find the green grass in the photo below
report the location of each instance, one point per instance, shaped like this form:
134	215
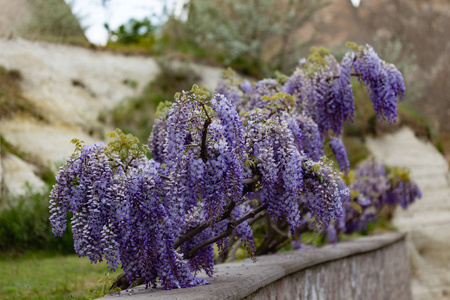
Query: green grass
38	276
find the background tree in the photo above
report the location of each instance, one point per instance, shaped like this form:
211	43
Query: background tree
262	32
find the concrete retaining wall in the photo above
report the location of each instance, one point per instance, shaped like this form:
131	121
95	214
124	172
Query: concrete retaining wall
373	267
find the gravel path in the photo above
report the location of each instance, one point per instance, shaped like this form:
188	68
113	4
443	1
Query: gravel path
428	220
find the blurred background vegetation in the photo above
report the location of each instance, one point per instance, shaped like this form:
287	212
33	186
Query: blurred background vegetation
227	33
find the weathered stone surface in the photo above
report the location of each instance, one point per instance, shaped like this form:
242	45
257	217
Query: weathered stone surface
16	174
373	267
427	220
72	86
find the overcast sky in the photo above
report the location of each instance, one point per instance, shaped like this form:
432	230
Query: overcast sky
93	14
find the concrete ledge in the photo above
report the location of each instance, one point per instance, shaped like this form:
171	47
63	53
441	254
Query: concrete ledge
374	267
==
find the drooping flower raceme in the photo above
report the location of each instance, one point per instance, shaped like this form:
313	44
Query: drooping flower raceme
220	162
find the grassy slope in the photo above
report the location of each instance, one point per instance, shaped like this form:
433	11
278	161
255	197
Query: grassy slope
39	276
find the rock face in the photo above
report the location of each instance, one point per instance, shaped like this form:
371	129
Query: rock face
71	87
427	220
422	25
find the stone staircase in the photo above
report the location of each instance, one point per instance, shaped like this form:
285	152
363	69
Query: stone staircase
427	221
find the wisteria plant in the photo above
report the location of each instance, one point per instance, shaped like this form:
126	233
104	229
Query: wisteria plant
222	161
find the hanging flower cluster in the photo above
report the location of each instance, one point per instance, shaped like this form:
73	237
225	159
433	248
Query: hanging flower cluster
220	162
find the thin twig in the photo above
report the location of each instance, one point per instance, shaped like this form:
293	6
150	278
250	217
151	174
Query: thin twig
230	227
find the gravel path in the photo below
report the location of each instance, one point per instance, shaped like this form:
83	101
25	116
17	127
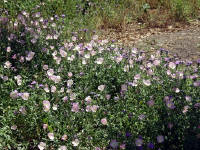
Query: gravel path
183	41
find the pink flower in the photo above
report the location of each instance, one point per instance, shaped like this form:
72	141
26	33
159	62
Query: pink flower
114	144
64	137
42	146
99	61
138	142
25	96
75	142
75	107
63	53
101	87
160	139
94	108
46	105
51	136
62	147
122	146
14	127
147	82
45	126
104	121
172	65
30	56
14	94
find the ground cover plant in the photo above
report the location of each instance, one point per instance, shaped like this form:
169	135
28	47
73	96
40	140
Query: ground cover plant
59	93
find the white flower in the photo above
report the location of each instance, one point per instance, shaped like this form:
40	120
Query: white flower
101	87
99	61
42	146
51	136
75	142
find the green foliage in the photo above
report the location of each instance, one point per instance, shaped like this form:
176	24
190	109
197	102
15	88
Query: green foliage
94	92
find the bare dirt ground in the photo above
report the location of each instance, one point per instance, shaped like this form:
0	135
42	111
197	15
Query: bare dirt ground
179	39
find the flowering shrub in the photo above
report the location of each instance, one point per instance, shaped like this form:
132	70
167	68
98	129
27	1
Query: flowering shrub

**GOAL OF THE EXERCISE**
Out of the preceding entries, pull each line that contains the word "shrub".

**TASK RESPONSE**
find the flowering shrub in the photo above
Query: flowering shrub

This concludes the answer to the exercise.